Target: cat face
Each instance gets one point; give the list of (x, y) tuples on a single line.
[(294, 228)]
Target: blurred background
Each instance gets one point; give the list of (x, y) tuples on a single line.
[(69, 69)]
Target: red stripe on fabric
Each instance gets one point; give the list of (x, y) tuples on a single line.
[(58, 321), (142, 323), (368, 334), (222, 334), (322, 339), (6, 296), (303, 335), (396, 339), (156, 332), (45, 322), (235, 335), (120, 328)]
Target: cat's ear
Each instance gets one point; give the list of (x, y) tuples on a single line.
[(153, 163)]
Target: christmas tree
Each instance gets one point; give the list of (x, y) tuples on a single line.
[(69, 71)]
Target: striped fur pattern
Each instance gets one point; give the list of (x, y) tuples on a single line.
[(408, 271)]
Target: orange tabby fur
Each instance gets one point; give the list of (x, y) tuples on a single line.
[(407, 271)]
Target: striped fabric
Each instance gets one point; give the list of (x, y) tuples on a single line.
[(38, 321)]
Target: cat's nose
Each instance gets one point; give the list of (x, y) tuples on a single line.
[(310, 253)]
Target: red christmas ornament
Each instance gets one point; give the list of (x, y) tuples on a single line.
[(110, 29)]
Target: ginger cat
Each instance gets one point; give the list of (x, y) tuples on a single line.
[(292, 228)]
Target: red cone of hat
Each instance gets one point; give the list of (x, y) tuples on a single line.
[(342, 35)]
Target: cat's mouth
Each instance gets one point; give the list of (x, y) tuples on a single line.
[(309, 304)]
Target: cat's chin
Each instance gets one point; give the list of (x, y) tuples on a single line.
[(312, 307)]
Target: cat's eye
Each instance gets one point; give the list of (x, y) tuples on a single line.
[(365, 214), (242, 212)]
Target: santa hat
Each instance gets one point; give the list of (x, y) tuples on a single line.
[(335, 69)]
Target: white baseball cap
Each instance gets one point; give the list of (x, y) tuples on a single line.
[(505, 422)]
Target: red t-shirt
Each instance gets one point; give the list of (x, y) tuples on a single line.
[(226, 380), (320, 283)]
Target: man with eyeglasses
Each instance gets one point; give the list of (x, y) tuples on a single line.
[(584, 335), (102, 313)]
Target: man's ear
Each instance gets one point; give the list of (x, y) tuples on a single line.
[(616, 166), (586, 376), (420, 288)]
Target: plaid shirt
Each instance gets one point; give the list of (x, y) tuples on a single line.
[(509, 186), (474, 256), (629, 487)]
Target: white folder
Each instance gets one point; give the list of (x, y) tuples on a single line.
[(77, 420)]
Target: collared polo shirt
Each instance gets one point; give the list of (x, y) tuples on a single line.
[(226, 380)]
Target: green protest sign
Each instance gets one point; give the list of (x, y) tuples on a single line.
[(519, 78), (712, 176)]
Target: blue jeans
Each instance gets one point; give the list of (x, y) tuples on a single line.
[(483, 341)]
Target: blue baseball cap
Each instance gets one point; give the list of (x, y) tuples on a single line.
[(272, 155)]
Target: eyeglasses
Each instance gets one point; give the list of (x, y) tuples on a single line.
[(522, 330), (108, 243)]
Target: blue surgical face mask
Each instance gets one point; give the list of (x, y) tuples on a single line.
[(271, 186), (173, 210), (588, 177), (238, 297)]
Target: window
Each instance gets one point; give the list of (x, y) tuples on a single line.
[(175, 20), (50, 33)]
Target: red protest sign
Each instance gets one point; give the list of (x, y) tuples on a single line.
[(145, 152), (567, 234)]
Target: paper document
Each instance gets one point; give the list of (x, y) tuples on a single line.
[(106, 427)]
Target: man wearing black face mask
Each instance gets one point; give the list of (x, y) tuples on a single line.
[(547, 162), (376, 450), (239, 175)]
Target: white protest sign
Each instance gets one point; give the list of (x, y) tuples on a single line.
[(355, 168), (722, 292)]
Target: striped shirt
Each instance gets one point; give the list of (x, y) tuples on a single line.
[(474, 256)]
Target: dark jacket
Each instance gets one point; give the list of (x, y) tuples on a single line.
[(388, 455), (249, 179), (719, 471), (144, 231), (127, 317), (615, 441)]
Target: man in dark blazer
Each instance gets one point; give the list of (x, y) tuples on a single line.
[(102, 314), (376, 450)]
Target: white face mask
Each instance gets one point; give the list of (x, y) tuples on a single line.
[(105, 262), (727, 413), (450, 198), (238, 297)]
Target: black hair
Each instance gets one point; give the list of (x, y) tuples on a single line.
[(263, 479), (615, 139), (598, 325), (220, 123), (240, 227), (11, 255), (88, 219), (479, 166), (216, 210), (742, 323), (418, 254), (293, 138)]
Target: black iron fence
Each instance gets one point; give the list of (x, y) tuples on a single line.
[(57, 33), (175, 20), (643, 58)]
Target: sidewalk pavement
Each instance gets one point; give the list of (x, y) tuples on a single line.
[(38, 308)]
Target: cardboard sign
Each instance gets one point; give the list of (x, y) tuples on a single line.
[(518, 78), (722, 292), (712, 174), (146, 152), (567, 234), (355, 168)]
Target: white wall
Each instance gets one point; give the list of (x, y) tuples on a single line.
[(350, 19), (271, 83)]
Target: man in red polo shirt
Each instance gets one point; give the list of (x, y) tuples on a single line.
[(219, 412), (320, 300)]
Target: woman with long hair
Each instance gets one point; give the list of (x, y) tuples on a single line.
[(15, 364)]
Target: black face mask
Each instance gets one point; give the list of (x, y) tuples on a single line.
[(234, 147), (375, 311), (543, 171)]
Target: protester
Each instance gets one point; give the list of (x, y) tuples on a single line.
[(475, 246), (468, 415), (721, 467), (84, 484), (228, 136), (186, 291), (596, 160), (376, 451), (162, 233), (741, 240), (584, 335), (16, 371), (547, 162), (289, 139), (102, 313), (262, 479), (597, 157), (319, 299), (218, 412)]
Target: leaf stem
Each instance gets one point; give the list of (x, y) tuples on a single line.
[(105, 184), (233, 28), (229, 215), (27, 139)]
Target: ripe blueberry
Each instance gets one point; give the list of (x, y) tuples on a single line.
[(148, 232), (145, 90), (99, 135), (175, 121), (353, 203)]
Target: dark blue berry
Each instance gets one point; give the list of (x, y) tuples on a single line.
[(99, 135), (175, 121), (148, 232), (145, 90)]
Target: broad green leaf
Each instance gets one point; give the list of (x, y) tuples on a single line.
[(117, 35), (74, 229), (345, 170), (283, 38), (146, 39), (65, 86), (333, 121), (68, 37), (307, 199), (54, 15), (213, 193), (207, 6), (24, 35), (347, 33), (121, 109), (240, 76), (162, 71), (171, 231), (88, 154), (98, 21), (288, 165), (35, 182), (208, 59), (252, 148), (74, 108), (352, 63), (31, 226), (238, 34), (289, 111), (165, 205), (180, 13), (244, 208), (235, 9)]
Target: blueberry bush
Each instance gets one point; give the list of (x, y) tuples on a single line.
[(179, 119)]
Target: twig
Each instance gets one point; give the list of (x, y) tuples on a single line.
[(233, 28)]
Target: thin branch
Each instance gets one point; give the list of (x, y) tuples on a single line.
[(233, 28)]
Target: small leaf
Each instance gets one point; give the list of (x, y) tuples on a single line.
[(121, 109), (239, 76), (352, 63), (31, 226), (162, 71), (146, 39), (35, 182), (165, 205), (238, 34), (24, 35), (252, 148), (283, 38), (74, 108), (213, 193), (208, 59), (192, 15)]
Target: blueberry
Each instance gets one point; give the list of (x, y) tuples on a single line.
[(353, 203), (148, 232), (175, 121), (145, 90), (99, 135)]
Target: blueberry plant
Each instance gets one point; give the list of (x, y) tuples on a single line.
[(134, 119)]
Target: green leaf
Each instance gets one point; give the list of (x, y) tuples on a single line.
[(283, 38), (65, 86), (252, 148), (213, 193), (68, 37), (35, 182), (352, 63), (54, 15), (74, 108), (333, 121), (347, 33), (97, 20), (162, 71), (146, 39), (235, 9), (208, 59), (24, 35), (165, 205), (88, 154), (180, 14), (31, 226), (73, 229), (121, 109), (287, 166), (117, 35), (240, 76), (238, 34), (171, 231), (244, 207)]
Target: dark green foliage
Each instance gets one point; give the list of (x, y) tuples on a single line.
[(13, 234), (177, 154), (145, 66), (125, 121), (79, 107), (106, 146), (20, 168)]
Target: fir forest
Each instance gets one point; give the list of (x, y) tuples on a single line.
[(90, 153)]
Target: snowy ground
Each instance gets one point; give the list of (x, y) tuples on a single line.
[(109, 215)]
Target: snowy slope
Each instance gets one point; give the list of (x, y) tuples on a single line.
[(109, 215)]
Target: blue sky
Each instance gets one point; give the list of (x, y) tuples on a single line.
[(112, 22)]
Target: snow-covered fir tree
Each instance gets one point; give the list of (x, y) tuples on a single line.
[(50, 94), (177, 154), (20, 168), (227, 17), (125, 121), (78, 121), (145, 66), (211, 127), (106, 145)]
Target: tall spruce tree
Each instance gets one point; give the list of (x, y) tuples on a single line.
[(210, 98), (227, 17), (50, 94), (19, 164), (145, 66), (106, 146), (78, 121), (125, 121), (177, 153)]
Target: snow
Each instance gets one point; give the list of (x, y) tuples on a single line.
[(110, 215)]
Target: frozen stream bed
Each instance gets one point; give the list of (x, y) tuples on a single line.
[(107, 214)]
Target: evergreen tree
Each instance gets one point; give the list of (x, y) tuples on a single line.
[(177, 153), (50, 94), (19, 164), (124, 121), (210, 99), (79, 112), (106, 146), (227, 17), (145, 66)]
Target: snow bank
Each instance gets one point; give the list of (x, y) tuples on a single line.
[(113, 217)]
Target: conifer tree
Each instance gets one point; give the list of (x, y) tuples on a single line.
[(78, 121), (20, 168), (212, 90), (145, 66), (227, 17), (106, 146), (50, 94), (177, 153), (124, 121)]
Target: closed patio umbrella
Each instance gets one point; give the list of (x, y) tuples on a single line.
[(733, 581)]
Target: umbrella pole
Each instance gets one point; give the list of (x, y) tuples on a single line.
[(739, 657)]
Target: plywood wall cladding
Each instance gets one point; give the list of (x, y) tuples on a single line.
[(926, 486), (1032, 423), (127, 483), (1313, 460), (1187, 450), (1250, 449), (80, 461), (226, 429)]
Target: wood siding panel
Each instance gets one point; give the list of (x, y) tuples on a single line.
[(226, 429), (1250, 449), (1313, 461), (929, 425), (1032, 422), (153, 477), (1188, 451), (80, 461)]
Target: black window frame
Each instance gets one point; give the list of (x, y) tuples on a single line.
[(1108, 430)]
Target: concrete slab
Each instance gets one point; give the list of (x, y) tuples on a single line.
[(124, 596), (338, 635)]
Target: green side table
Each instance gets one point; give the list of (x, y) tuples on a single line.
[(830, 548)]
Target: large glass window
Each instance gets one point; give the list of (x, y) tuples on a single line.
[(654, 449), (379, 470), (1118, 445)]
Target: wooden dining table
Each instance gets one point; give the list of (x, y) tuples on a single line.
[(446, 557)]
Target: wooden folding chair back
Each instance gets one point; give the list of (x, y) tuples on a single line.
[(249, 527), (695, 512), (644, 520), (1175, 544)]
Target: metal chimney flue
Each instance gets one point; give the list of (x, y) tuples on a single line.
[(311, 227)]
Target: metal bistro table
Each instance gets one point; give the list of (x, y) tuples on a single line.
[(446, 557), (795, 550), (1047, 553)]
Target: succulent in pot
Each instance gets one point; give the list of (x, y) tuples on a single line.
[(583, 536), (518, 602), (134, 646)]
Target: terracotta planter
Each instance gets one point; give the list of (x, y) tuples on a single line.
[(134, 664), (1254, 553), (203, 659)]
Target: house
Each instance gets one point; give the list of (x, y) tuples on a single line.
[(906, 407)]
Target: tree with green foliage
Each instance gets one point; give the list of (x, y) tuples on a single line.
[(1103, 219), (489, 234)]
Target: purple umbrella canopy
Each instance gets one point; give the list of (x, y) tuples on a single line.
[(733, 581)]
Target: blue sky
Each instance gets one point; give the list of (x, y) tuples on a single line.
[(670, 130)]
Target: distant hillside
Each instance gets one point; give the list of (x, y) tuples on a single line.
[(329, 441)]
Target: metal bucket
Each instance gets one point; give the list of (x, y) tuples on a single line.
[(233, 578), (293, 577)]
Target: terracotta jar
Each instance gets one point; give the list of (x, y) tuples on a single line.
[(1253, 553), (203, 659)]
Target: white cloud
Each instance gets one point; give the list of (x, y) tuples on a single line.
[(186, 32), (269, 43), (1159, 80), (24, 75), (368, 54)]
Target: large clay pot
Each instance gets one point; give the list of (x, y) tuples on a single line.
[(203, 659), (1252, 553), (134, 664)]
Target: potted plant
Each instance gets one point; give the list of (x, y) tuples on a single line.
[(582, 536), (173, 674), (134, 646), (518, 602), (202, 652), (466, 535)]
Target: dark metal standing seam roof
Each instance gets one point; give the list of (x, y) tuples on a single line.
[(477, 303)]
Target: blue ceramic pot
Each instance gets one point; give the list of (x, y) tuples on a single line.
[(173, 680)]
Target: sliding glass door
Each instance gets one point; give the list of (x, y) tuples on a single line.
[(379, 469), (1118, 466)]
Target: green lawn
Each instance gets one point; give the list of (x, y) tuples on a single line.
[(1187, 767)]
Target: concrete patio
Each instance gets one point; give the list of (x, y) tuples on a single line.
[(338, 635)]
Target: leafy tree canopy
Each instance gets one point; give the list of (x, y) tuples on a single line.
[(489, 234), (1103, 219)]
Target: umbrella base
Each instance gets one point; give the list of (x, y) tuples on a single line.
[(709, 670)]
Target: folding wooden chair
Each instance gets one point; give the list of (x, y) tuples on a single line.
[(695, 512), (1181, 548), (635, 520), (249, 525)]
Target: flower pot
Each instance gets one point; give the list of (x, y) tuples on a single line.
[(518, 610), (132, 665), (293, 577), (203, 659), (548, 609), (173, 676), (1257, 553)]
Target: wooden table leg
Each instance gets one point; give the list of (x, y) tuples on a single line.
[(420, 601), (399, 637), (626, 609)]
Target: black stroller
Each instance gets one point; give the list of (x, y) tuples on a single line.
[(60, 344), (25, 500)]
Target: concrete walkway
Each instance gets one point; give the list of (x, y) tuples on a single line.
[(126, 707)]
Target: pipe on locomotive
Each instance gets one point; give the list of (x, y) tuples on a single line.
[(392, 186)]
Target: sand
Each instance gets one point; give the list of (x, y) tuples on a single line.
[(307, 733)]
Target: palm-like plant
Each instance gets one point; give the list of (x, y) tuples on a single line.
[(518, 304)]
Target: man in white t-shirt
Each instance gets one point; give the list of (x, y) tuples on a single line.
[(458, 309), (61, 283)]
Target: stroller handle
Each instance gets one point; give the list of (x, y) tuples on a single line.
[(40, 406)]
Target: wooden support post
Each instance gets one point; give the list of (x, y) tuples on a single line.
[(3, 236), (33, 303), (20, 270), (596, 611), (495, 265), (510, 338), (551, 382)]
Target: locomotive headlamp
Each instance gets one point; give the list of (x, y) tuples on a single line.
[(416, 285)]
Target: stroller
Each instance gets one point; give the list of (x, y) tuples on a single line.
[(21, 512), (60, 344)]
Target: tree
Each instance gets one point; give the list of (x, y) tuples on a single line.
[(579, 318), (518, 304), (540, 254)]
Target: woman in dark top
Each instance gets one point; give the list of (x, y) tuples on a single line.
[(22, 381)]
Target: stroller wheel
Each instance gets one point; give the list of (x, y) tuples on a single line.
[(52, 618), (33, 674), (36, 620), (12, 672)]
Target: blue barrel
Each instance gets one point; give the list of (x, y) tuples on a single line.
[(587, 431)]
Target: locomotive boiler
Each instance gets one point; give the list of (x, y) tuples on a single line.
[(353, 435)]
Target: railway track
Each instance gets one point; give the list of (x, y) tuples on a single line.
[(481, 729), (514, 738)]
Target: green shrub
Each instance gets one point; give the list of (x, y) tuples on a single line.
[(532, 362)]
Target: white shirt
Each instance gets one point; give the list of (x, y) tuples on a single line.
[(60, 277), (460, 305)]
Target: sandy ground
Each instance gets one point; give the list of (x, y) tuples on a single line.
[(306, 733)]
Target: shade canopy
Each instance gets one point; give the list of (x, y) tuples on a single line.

Written exercise
Reproduce nothing but the lines from the line containing "Target: stroller handle" to the last line of the data, each exactly as written.

Output of the exercise
Target: stroller handle
Each instance gets one point; give the list of (x, y) tuples on a single line.
[(40, 406)]
Target: wooden support post
Each instance gets one point; give the list of (x, y) tuples on a single line.
[(3, 236), (33, 303), (20, 270), (596, 611), (495, 265), (510, 338), (551, 382)]
Target: locomotive headlamp
Each instance gets one point; give the list of (x, y) tuples on a single line.
[(416, 285)]
Target: stroller
Each instance gets one point; give the list of (x, y) tuples on a single line.
[(21, 512), (60, 344)]
Target: tree
Each instance gets one point; give the list of (x, y) tuples on a single line.
[(579, 318), (518, 304), (540, 254)]
Target: woman in dark top
Each instance gets one point; give the list of (x, y) tuples on a single line.
[(22, 381)]
Target: stroller wheel
Each instance gets one point; give the list of (x, y) tuples on a single line.
[(52, 618), (33, 674), (36, 620), (12, 672)]
Target: blue barrel
Each instance gets one point; give the list of (x, y) tuples on a single line.
[(587, 431)]
Target: locomotive boiler
Each instance gets one point; give the list of (x, y) tuples on a single line.
[(353, 435)]
Target: railway track
Each instance gets one point; give the list of (x, y) tuples on a single line.
[(481, 729), (514, 738)]
Target: green shrub
Each instance gets one point; give the list of (x, y) tuples on a single line.
[(532, 362)]
Target: white shirt
Each instance gets one point; give the list of (x, y) tuples on a single line.
[(60, 277), (460, 305)]
Target: sandy ground
Each instance gets one point; give the list of (x, y) tuples on a single line.
[(306, 733)]
Target: shade canopy
Each instance gets one point; give the list of (x, y) tuples on a single line.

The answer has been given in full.